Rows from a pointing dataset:
******

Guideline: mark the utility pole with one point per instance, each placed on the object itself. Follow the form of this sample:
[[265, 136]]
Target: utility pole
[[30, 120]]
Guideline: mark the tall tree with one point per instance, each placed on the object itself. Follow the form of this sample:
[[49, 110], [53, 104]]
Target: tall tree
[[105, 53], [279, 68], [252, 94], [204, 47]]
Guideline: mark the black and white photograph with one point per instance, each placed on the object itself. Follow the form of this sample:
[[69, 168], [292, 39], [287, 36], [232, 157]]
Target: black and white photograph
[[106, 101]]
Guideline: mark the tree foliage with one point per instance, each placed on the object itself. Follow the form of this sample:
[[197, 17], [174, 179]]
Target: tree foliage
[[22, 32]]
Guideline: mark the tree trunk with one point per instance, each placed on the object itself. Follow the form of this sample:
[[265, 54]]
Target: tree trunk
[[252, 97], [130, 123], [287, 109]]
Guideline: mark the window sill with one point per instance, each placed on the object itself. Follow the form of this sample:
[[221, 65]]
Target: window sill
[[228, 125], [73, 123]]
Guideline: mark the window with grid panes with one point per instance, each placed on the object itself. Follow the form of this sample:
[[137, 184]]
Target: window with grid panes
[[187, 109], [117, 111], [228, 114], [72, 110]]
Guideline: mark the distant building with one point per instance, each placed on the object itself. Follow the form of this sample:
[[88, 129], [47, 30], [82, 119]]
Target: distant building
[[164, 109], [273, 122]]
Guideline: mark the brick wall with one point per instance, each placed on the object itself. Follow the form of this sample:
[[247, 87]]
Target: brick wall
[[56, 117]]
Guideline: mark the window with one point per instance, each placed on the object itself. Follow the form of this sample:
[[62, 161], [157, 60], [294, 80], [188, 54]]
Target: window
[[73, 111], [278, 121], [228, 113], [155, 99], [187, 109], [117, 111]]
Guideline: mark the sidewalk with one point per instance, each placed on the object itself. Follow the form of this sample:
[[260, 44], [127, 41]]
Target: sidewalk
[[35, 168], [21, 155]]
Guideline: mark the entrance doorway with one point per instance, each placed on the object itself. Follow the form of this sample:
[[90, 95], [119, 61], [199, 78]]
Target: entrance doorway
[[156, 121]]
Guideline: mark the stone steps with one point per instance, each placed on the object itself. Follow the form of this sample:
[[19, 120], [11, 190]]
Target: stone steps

******

— Set exercise —
Reproduce the lines of the data above from the line with "Guideline: mark the sidewalk" up to and including the line with "[[156, 121]]", and nothing else.

— Output of the task —
Guideline: mark the sidewalk with one point per instance, each placed on the object itself. Follow the form of this sample:
[[260, 44], [127, 41]]
Target: sidewalk
[[35, 168], [21, 155]]
Guideline: mark the entrance doorway with one point per instance, each placed on the object itself. Follow the form of this sample:
[[90, 95], [119, 61], [199, 78]]
Target: entrance doorway
[[156, 121]]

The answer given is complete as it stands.